= Supplied text =

::::::::::

The organisms have survived in total darkness on nothing but the minerals and long-decayed organic matter that were also trapped at the base of the glacier. Instead of breathing oxygen, they have learnt to "breathe" iron to produce energy.

The discovery of the microbes demonstrates the tenacious capacity of life to survive in the most extreme environments, and raises the prospect that it may one day be possible to find life in equally extreme environments both on Earth and on other planets.

"It's a bit like finding a forest that nobody has seen for 1.5 million years," said Professor Ann Pearson of Harvard University, one of the scientists who made the discovery. "Intriguingly, the species living there are similar to contemporary organisms, and yet quite different – a result, no doubt, of having lived in such an inhospitable environment for so long."

The scientists discovered the microbes by analysing the very salty water flowing out of a crack in the wall of the Taylor Glacier in the McMurdo Dry Valleys of East Antarctica. The glacier is famous for its "Blood Falls", an outflow of rusty-red mineral deposits first discovered in 1911.

The brine seeping from the glacier contained no oxygen, indicating that it had been isolated from the atmosphere, but it did include the telltale genetic signatures of living organisms living beneath the mass of ice.

The scientists believe that the microbes are descended from a population of marine organisms that once lived in an ancient ocean that had become a landlocked briny pond before being covered in the glacier between 1.5m and 2m years ago. The exact size of the pond is not known but it lies more than 1,300 feet below ice, about 2.5 miles from Blood Falls.

::::::::::

= Study material =
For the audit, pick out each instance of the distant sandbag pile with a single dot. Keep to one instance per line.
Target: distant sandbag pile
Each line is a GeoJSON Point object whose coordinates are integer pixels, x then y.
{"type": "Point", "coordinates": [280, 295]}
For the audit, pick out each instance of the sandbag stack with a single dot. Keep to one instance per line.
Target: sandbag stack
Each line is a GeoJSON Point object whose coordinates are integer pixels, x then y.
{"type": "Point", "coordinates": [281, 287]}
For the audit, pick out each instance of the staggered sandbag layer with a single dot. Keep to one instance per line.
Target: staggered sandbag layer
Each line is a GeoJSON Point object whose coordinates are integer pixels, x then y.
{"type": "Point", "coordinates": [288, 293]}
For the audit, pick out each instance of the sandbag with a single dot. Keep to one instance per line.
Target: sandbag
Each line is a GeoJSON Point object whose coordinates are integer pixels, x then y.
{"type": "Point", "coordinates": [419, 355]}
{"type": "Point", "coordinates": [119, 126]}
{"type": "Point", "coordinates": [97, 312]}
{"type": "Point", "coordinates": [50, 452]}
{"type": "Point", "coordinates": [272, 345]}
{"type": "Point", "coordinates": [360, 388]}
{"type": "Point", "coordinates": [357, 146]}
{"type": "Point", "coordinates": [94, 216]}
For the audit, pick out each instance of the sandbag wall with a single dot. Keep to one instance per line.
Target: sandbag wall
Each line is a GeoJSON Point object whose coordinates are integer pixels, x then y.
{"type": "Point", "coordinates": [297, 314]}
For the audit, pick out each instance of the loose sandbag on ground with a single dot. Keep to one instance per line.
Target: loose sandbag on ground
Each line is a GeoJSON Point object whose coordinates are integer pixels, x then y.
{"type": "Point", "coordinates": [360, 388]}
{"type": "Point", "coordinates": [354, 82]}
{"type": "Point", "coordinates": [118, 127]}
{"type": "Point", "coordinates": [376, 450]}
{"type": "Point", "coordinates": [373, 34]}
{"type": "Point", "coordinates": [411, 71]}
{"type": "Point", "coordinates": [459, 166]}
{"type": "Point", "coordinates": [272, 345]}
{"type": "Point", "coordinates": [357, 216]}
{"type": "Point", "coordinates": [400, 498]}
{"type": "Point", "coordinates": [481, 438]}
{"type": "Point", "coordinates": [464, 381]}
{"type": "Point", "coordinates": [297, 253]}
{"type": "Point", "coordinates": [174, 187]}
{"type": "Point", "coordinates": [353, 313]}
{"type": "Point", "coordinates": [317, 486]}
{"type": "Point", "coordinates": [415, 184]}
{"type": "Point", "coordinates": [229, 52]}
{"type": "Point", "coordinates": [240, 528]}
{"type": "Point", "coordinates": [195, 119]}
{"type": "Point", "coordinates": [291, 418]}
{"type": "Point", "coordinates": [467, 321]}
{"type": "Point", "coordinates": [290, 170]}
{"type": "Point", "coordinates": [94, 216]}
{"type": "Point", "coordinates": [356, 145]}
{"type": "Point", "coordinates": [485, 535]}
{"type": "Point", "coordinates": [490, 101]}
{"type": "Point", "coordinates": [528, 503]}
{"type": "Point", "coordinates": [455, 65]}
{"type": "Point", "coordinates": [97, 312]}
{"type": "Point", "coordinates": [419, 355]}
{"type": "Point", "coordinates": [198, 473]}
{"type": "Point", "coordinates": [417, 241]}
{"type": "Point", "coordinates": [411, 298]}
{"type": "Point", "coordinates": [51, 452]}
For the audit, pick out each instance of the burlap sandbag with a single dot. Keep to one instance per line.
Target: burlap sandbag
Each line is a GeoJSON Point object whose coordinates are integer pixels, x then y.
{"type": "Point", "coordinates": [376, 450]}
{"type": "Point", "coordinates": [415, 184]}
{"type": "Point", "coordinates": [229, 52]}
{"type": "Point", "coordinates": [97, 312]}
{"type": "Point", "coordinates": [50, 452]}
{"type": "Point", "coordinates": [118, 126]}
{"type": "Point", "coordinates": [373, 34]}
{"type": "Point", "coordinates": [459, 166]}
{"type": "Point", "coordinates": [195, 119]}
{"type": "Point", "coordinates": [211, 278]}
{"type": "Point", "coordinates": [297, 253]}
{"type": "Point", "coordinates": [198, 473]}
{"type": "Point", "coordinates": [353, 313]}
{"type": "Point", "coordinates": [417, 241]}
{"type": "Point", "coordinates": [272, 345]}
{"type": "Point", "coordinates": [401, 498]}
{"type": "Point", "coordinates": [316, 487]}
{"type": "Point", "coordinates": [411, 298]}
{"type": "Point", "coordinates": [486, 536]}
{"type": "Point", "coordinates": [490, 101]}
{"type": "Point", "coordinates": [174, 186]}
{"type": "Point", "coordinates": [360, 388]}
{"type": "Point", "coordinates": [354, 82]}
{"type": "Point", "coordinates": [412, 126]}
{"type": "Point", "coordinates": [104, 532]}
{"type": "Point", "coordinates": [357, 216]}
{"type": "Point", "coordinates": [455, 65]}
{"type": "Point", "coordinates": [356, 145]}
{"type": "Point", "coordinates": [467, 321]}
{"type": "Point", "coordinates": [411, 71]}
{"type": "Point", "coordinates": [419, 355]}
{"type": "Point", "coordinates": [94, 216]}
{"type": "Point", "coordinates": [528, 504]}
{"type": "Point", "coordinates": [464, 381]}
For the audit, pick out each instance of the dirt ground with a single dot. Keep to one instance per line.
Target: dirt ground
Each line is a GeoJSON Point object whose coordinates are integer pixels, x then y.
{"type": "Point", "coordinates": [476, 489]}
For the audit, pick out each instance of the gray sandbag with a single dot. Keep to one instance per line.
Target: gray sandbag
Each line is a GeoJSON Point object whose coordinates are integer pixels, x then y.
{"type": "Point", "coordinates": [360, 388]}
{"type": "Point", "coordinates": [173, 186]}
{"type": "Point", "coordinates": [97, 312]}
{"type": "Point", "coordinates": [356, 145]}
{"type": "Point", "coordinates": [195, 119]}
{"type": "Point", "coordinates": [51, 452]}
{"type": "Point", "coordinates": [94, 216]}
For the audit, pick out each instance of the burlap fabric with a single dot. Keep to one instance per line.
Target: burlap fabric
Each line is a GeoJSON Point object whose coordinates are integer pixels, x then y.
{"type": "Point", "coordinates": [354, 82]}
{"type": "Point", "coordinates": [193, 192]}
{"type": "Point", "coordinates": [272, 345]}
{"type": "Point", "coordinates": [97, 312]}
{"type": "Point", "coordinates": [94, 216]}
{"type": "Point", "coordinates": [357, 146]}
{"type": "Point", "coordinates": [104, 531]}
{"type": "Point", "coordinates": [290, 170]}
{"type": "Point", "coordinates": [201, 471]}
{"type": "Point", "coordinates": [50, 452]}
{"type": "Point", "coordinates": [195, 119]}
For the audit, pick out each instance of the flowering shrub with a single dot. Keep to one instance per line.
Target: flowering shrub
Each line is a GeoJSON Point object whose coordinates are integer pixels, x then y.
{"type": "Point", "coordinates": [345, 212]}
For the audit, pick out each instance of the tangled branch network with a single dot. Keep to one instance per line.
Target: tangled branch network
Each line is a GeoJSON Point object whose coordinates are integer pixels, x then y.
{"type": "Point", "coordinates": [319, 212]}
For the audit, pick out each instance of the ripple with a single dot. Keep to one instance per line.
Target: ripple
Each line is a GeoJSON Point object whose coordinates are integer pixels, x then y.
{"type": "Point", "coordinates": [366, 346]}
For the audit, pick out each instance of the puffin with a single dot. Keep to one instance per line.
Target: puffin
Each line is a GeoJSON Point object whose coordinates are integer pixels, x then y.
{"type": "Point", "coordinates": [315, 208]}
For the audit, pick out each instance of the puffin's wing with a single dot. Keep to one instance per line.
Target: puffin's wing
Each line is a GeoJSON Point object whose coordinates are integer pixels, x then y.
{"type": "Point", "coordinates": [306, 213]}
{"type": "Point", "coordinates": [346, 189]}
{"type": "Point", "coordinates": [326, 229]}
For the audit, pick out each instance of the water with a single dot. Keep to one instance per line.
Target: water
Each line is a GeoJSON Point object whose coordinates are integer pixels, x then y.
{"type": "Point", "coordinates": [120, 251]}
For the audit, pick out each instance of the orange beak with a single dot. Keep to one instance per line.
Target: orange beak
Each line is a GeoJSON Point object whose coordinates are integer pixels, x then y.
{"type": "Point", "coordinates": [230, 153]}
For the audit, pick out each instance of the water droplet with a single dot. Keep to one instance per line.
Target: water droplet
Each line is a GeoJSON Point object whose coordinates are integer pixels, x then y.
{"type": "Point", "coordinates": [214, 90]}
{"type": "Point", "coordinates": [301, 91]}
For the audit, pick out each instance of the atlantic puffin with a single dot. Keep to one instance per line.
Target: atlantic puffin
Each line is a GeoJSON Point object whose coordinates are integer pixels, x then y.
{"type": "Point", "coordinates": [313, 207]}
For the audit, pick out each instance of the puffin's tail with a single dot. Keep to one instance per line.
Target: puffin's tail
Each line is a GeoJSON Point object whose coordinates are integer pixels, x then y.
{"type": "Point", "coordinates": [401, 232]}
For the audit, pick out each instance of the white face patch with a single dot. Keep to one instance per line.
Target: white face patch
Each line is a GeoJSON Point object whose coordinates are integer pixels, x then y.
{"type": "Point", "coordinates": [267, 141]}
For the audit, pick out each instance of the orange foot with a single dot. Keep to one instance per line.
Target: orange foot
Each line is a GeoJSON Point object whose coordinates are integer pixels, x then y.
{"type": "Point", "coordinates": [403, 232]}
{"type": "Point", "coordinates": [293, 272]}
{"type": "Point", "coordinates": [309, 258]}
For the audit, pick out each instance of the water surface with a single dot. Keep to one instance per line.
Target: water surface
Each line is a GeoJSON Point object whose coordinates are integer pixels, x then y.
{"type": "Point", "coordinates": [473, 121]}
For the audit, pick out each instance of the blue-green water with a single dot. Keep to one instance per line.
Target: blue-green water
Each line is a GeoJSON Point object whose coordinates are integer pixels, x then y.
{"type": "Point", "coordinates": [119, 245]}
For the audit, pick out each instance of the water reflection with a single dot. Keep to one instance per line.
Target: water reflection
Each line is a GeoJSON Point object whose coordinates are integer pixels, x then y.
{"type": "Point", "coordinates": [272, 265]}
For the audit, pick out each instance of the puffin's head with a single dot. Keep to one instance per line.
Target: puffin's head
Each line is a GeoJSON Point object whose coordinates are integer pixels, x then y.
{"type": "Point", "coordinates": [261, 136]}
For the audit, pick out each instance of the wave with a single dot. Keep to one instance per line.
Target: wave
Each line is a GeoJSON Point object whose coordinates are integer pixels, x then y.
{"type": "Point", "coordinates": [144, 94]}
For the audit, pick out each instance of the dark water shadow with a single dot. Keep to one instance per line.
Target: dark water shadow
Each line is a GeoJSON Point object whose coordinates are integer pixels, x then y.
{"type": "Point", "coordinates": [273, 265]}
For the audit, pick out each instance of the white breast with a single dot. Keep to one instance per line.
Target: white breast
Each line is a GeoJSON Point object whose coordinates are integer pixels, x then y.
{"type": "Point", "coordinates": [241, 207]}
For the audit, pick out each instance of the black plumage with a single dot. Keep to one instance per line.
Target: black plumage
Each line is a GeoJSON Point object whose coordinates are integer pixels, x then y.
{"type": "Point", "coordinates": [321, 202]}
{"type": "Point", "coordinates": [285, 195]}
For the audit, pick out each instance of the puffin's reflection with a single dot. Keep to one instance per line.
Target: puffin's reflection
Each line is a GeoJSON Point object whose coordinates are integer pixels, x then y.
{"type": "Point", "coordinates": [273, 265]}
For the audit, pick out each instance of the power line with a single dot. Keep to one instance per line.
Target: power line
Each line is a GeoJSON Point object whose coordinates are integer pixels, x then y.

::::::::::

= Required work =
• 1. Say whether each statement agrees with the text on the microbes beneath the Antarctic glacier: (a) the scientists found the microbes by studying salty water coming out of a crack in the Taylor Glacier; (b) the exact size of the buried pond is known; (c) the brine seeping from the glacier contained oxygen. For each, answer yes or no and quote the deciding words of the text.
• 2. Carry the text on the microbes beneath the Antarctic glacier forward from the point where it stops.

= Results for the exercise =
• 1.
(a) Yes: "by analysing the very salty water flowing out of a crack in the wall of the Taylor Glacier"
(b) No: "The exact size of the pond is not known"
(c) No: "The brine seeping from the glacier contained no oxygen"

• 2.
"This briny pond is a unique sort of time capsule from a period in Earth's history," said Jill Mikucki of Dartmouth College, New Hampshire, the lead author of the study, published today in the journal Science.

The scientists obtained a cold, clear sample of the brine as it flowed from a crack in the glacier. "When I started running the chemical analysis on it, there was no oxygen. That was when this got really interesting. It was a real Eureka moment," Dr Mikucki said.

"The brine is about four times more salty than seawater and so it does not freeze, despite being at a temperature of about -10C. The chemical analysis showed that the genes of the microbes found in the brine were closely related to the genes of modern-day marine microbes even though they have been cut off from the ocean for more than a million years. The salts associated with these features are marine salts, and given the history of marine water in the dry valleys, it made sense that subglacial microbial communities might retain some of their marine heritage," Dr Mikucki said.

Scientists at the site are using the same sort of analytical techniques to search for extreme terrestrial life forms that they hope to use in the search for life on Mars and Europa, the frozen moon of Jupiter.